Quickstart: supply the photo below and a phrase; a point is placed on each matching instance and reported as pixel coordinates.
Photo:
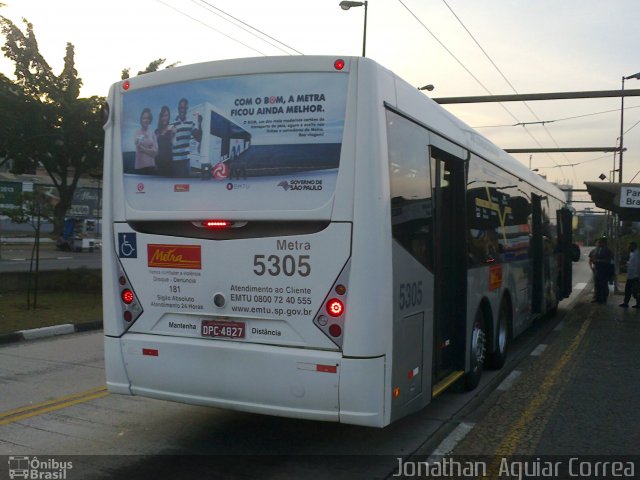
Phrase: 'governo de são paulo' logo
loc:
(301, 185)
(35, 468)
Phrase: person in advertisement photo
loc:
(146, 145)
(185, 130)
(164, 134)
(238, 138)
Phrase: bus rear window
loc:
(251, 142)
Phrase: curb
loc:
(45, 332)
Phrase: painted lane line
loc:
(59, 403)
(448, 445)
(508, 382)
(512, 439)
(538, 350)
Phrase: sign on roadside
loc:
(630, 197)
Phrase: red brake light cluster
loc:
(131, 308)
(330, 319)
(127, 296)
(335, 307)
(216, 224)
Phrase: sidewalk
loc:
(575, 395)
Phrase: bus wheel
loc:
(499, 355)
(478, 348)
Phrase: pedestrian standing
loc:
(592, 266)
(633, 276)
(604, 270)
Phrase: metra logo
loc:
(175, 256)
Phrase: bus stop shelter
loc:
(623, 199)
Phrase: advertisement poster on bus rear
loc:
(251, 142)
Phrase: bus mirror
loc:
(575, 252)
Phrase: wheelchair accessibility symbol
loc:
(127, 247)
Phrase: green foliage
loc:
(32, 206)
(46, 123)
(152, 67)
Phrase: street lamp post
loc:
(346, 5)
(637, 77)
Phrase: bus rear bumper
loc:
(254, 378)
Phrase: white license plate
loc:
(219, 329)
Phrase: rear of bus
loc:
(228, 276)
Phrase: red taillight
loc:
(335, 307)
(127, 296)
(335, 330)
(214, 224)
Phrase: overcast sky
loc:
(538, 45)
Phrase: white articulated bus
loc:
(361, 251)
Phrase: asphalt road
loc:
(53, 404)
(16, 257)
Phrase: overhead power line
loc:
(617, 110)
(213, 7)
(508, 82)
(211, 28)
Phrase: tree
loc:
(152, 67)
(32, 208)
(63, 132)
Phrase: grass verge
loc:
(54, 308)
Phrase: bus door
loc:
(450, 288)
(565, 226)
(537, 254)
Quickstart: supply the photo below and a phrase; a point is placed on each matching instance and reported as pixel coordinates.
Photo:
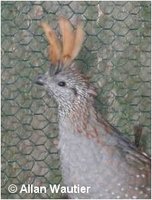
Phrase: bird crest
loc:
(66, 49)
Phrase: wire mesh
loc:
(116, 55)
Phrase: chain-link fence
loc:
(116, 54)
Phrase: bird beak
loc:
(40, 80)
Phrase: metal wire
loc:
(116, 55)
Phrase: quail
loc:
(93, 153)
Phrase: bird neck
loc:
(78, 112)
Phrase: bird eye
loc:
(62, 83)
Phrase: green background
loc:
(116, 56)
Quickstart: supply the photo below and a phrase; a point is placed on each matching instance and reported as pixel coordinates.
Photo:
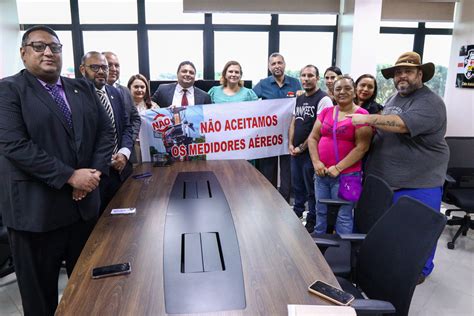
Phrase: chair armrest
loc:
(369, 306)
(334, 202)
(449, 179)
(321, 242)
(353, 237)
========================
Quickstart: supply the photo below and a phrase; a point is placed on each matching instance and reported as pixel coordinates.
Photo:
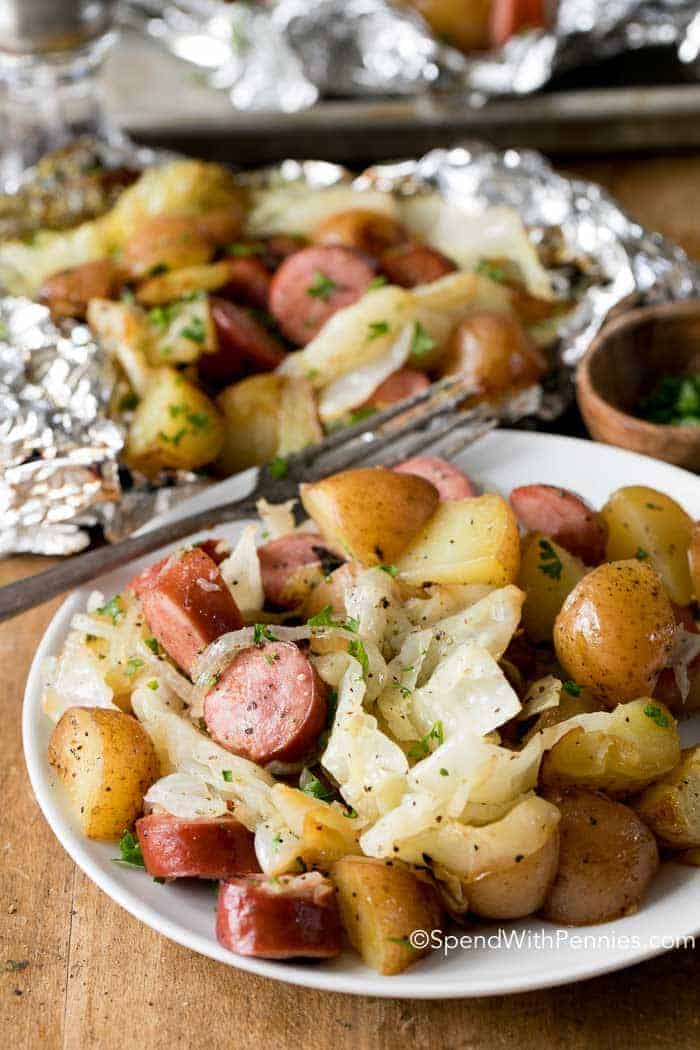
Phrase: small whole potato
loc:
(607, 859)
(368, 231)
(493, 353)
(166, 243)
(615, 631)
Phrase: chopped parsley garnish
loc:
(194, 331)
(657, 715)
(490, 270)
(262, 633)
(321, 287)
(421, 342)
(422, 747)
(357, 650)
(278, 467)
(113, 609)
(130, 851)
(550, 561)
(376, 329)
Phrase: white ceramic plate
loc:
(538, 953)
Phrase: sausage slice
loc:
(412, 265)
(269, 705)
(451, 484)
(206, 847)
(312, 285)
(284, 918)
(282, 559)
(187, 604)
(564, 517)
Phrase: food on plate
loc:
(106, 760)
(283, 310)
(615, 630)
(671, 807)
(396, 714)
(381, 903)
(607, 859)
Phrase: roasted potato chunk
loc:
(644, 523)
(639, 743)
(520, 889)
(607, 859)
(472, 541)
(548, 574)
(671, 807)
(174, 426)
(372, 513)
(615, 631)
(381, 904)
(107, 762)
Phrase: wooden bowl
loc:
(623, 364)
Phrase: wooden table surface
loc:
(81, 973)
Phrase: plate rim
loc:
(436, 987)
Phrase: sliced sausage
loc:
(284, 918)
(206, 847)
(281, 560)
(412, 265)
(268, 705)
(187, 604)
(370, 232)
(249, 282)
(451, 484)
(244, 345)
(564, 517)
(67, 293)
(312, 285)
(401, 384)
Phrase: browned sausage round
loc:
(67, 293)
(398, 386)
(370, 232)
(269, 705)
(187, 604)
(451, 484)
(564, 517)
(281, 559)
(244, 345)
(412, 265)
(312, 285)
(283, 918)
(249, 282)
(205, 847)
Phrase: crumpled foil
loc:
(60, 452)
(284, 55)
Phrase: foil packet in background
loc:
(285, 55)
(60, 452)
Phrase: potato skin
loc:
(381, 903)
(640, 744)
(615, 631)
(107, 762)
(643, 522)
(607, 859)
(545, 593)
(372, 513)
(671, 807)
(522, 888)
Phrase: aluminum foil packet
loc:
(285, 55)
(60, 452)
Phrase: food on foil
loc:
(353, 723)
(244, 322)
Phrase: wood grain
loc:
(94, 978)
========================
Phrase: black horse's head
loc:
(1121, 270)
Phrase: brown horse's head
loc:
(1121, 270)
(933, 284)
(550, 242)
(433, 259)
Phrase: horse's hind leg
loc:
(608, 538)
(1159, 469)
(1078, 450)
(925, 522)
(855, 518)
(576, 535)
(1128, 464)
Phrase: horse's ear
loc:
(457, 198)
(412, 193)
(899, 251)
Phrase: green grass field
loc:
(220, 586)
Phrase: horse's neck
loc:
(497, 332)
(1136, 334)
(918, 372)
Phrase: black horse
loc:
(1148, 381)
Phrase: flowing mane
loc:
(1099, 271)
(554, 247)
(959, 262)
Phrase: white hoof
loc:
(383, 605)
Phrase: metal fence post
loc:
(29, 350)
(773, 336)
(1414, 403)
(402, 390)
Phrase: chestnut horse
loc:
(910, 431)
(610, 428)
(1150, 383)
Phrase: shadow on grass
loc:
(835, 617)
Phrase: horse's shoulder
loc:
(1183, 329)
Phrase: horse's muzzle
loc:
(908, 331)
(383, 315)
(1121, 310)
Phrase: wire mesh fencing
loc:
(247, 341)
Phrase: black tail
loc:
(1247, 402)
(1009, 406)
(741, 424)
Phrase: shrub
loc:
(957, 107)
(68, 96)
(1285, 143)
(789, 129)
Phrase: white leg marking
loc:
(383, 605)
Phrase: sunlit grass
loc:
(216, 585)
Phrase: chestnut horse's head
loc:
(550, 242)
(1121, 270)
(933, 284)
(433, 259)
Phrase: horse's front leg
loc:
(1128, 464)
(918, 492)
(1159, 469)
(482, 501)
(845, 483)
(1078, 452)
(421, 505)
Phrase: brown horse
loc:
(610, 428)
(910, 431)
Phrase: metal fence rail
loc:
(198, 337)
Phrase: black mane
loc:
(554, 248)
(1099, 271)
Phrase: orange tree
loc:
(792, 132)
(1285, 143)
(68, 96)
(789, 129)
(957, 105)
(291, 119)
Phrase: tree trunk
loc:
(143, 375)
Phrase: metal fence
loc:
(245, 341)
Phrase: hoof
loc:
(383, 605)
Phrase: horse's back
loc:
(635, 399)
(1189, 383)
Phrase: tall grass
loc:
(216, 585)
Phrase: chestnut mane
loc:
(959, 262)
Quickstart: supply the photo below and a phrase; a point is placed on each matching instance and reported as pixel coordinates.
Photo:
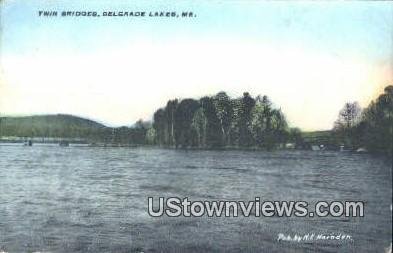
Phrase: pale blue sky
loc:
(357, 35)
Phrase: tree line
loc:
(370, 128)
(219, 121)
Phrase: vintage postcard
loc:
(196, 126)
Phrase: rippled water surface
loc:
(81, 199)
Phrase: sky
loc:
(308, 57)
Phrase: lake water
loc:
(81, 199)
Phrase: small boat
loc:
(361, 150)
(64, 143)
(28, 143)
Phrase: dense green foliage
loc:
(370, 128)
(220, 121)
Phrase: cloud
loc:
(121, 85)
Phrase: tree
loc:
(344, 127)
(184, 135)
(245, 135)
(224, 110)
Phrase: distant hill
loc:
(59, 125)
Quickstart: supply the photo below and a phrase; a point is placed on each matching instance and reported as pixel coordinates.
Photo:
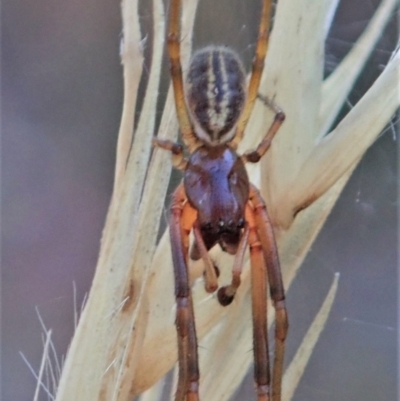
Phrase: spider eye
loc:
========================
• [SET EXERCISE]: Gather every line above that contains the word "surface". Case matters.

• [WRITTEN SOLUTION]:
Phrase: wooden table surface
Phrase: rippled water surface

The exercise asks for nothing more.